▸ Given exercise 1:
According to the announcement of Michael Flynn's Computer Pioneer Award, when did Flynn develop his classification of computer architectures?
▸ Given exercise 2:
Carry on the announcement of Michael Flynn's Computer Pioneer Award from where it ends.

▸ Extracted text:

────────

LOS ALAMITOS, Calif., February 2015 – Early IBM designer and Stanford University professor emeritus Michael Flynn has been awarded IEEE Computer Society’s 2015 Computer Pioneer Award. Flynn is well known for Flynn’s Taxonomy, a classification of computer architectures he developed in 1966.
He is currently Board Chairman at Maxeler Technologies. With offices in London and Palo Alto, Calif., Maxeler is the leading provider of dataflow computers which have proven especially valuable in high performance computing markets such as finance and geophysics.
The award honors the vision of individuals whose efforts resulted in the creation and continued vitality of the computer industry. Flynn was recognized “for more than 50 years of leadership, which includes the creation of TCCA and SIGARCH, basic contributions to computer arithmetic, microarchitecture and multiprocessing, and quantitative analysis of microarchitectures.”
Flynn worked on computer organization and design at IBM from 1955-65. He was design manager of prototype versions of the IBM 7090 and 7094/II, and later for the System 360 Model 91 Central Processing Unit.
Earning his PhD from Purdue University in 1961, Flynn taught at Northwestern University and Johns Hopkins University between 1966 and 1974. He joined Stanford as professor of electrical engineering in 1975, and was director of the Computer Systems Laboratory from 1977 to 1983.
He was also founding chairman of both the ACM Special Interest Group on Computer Architecture (SIGARCH) and the IEEE Computer Society’s Technical Committee on Computer Architecture (TCCA).
His previous awards include the ACM/IEEE Eckert-Mauchley Award (1992), the IEEE Computer Society Harry Goode Memorial Award (1995), the International Tesla Society’s Tesla Award (1998), and an honorary Doctor of Science degree from Trinity College, Ireland. He is also the author of three books and over 250 technical papers.

────────

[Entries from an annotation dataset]
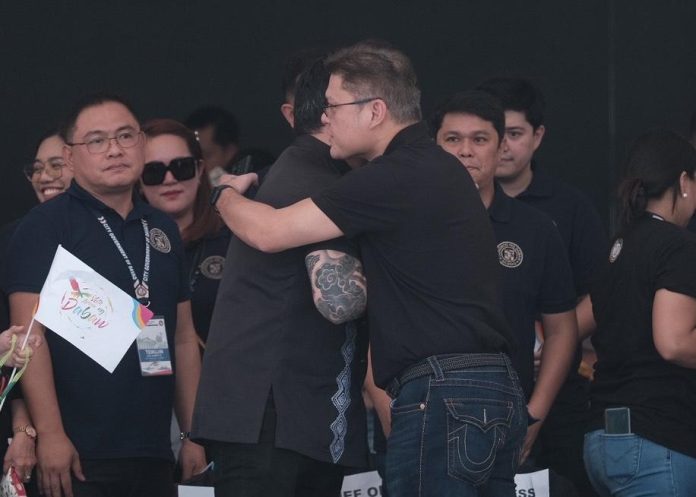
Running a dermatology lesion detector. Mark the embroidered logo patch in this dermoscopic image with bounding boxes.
[498,242,524,268]
[609,238,623,263]
[150,228,172,254]
[199,255,225,280]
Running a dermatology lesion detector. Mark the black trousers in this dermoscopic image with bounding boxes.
[72,458,174,497]
[209,396,344,497]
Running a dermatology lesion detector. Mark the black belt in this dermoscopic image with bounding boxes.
[386,354,509,398]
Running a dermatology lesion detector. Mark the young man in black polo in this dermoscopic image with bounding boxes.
[212,45,527,497]
[479,78,607,495]
[5,94,206,497]
[431,91,578,459]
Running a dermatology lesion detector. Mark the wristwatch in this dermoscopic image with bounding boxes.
[12,425,36,439]
[210,185,234,210]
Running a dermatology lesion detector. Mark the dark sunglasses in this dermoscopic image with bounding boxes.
[142,157,198,186]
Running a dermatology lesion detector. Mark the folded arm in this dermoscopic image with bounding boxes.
[216,175,343,252]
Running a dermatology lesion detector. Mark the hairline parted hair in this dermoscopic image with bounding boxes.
[326,41,421,124]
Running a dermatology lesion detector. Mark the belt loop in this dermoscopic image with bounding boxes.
[500,352,517,379]
[428,355,445,381]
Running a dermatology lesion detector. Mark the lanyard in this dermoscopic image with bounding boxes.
[97,214,150,306]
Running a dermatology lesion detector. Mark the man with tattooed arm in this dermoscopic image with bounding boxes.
[192,56,367,497]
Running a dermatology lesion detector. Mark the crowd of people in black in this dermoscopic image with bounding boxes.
[0,40,696,497]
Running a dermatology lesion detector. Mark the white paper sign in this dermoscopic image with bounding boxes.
[515,469,550,497]
[341,471,382,497]
[179,485,215,497]
[34,245,152,373]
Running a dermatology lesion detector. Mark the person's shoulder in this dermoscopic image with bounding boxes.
[506,196,555,227]
[534,172,595,210]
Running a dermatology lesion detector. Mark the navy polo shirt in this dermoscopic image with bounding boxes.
[5,181,189,459]
[185,227,231,342]
[515,168,608,296]
[515,166,608,424]
[488,185,575,399]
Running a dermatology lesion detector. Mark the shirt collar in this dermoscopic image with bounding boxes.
[518,168,553,197]
[66,180,154,221]
[384,121,430,155]
[488,181,513,223]
[293,134,350,176]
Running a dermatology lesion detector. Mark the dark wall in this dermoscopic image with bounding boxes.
[0,0,696,232]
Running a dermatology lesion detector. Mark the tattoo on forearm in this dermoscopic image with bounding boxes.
[305,254,367,323]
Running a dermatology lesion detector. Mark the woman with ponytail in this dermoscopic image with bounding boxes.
[581,132,696,497]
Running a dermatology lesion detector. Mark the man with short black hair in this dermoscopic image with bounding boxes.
[209,45,527,497]
[479,78,607,495]
[431,91,578,459]
[5,94,205,497]
[193,56,367,497]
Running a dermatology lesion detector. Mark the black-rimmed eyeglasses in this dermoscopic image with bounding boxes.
[324,97,381,114]
[66,129,142,154]
[142,157,198,186]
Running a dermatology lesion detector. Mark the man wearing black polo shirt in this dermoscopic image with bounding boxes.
[209,45,527,497]
[431,91,578,464]
[479,78,607,495]
[193,55,367,497]
[6,94,205,497]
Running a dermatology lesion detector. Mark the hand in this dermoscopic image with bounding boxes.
[2,431,36,482]
[36,432,85,497]
[179,439,208,481]
[218,173,259,195]
[0,326,43,368]
[520,421,542,464]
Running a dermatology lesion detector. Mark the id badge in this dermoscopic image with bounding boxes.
[136,316,173,376]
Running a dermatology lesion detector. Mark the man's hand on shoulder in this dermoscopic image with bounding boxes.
[36,433,85,497]
[218,173,259,195]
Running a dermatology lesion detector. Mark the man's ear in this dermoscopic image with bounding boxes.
[63,145,75,174]
[534,124,546,152]
[368,98,389,128]
[280,102,295,128]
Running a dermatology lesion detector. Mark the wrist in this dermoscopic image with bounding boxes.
[12,424,36,440]
[210,184,237,212]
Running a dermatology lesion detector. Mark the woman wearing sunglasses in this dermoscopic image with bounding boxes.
[140,119,230,348]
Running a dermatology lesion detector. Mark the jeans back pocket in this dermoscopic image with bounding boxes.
[601,434,641,485]
[444,398,513,485]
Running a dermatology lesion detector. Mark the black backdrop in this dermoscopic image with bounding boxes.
[0,0,696,231]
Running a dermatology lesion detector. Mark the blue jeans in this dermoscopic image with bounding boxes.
[584,430,696,497]
[386,354,528,497]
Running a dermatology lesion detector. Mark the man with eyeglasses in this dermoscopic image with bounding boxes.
[209,44,527,497]
[0,131,73,486]
[5,94,205,497]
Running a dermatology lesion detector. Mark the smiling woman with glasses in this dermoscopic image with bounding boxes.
[140,119,230,346]
[24,132,73,203]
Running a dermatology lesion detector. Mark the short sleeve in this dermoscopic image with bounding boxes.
[655,231,696,298]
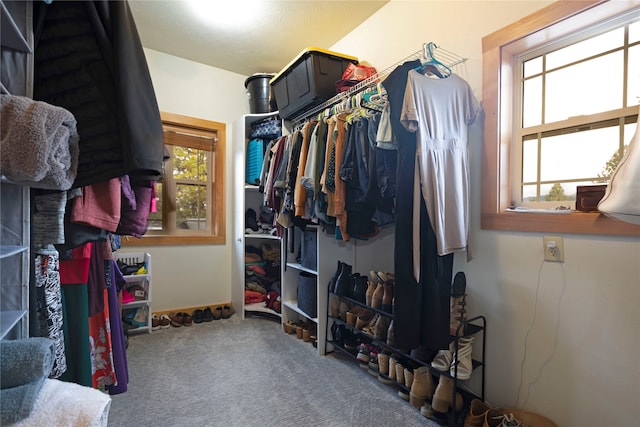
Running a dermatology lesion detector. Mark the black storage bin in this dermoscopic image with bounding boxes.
[300,228,318,271]
[244,73,276,114]
[298,271,318,318]
[271,48,358,119]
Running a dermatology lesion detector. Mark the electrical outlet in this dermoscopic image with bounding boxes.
[542,236,564,262]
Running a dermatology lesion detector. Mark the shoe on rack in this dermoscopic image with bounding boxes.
[191,308,204,323]
[356,343,373,364]
[449,337,474,380]
[160,314,171,329]
[464,399,491,427]
[449,271,467,336]
[409,366,436,408]
[151,313,160,331]
[431,341,455,372]
[244,208,260,233]
[222,305,236,319]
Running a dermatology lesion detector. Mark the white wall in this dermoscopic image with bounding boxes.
[120,49,249,311]
[330,0,640,427]
[126,0,640,427]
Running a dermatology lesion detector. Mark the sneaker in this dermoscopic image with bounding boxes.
[356,343,371,363]
[191,308,204,323]
[222,305,236,319]
[159,314,171,329]
[202,307,213,322]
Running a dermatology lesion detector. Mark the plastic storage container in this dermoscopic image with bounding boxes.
[271,48,358,119]
[244,73,277,114]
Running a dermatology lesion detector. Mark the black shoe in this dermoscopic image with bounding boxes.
[202,307,213,322]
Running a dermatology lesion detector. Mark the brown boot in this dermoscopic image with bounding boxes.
[409,366,435,408]
[373,315,391,341]
[431,375,453,413]
[464,399,491,427]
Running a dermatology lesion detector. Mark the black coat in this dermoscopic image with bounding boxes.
[33,0,164,187]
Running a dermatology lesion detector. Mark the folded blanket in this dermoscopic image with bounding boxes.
[0,337,54,390]
[0,377,46,426]
[2,379,111,427]
[0,95,79,190]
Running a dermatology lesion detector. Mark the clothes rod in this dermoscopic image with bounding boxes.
[291,42,467,127]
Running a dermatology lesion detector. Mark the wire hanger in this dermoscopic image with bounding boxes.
[416,42,452,79]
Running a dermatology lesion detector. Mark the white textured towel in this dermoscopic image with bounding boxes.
[10,379,111,427]
[0,95,79,190]
[598,106,640,224]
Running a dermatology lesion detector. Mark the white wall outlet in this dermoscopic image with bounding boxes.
[542,236,564,262]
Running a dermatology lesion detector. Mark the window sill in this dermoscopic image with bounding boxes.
[481,212,640,236]
[120,235,227,246]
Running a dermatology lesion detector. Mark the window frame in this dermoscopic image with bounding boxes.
[481,0,640,236]
[122,112,226,246]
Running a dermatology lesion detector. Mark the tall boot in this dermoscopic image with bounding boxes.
[365,280,377,307]
[431,375,453,413]
[335,262,351,297]
[464,399,491,427]
[382,282,393,313]
[329,261,342,292]
[373,315,391,341]
[409,366,436,408]
[389,356,398,381]
[449,271,467,336]
[387,319,396,347]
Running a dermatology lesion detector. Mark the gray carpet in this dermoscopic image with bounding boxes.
[109,315,438,427]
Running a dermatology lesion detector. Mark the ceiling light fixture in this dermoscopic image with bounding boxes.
[188,0,266,29]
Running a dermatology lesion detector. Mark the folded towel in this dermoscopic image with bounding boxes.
[0,377,46,426]
[0,337,54,390]
[2,378,111,427]
[0,95,79,190]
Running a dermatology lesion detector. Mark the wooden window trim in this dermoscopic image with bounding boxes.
[122,112,227,246]
[481,0,640,236]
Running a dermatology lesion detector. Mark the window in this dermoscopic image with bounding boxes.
[482,1,640,235]
[127,113,225,245]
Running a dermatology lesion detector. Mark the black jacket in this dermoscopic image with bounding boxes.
[33,0,164,187]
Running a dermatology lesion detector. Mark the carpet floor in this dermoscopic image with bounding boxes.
[109,314,438,427]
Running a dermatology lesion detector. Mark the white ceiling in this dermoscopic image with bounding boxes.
[129,0,389,76]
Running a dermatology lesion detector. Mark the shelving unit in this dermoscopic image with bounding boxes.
[115,252,152,333]
[0,0,33,339]
[327,292,486,426]
[231,111,283,320]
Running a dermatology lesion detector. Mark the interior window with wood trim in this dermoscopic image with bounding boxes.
[124,112,226,245]
[481,1,640,236]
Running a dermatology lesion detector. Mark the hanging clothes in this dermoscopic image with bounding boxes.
[400,70,480,264]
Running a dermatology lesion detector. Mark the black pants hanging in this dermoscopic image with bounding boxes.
[383,61,453,350]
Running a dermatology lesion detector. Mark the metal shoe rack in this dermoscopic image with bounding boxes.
[326,291,487,426]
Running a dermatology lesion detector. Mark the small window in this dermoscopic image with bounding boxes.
[482,1,640,235]
[127,113,225,245]
[512,21,640,209]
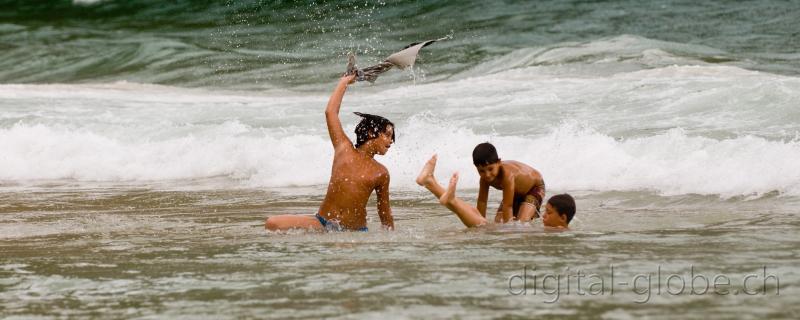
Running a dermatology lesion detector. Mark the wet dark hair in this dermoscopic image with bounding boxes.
[353,112,394,148]
[472,142,500,166]
[547,193,575,224]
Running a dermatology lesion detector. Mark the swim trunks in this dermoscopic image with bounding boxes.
[316,213,368,232]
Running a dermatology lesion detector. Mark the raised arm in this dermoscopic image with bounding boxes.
[375,172,394,230]
[325,75,355,149]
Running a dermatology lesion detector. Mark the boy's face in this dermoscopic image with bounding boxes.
[475,161,500,183]
[375,126,394,155]
[542,203,567,228]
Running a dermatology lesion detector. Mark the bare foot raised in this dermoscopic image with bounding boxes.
[417,154,438,187]
[439,172,458,205]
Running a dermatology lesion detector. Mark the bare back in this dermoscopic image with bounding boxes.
[489,160,544,196]
[318,75,394,230]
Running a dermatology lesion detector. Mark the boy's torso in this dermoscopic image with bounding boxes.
[319,148,388,229]
[489,160,544,197]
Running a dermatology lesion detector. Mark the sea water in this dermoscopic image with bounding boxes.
[0,1,800,319]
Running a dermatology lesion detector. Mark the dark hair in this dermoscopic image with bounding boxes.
[472,142,500,166]
[547,193,575,224]
[353,112,394,148]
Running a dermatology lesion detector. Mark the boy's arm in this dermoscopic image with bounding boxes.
[325,75,355,149]
[500,174,515,223]
[375,172,394,230]
[477,179,489,218]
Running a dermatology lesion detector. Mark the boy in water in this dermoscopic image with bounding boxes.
[265,75,394,231]
[417,142,545,227]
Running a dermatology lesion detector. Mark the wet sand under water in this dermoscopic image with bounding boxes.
[0,186,800,319]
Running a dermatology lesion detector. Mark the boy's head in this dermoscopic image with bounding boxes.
[472,142,500,182]
[542,193,575,227]
[354,112,394,154]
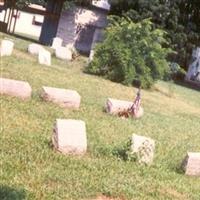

────────

▸ Expected answer 1:
1966

▸ Expected answer 2:
Flynn is a former IEEE Computer Society Vice President, IEEE Micro advisory board member, and former associate editor of IEEE Transactions on Computing. He has helped support numerous other journals and conferences throughout the years.
The Computer Pioneer Award was established in 1981 by the IEEE Computer Society Board of Governors to recognize and honor the vision of those whose efforts resulted in the creation and continued vitality of the computer industry. The award is presented to outstanding individuals whose main contribution to the concepts and development of the computer field was made at least 15 years earlier. The recognition is engraved on a bronze medal.
Notre Dame Professor Peter M. Kogge, the developer of the space shuttle I/O processor and the world’s first multicore processor, is also a 2015 IEEE Computer Society Pioneer Award recipient.
Recent Pioneer Award recipients include Linux developer Linus Torvalds, ENIAC programmer Betty Jean Jennings Bartik, VLSI expert Lynn Conway, artificial intelligence innovator Edward Feigenbaum, parallel programming pioneer David Kuck, digital systems designer Edward McCluskey, MATLAB creator Cleve Moler, petri net theory developer Carl Petri, and programming languages pioneer Jean Sammet. For more information, visit http://www.computer.org/portal/web/awards/pioneer.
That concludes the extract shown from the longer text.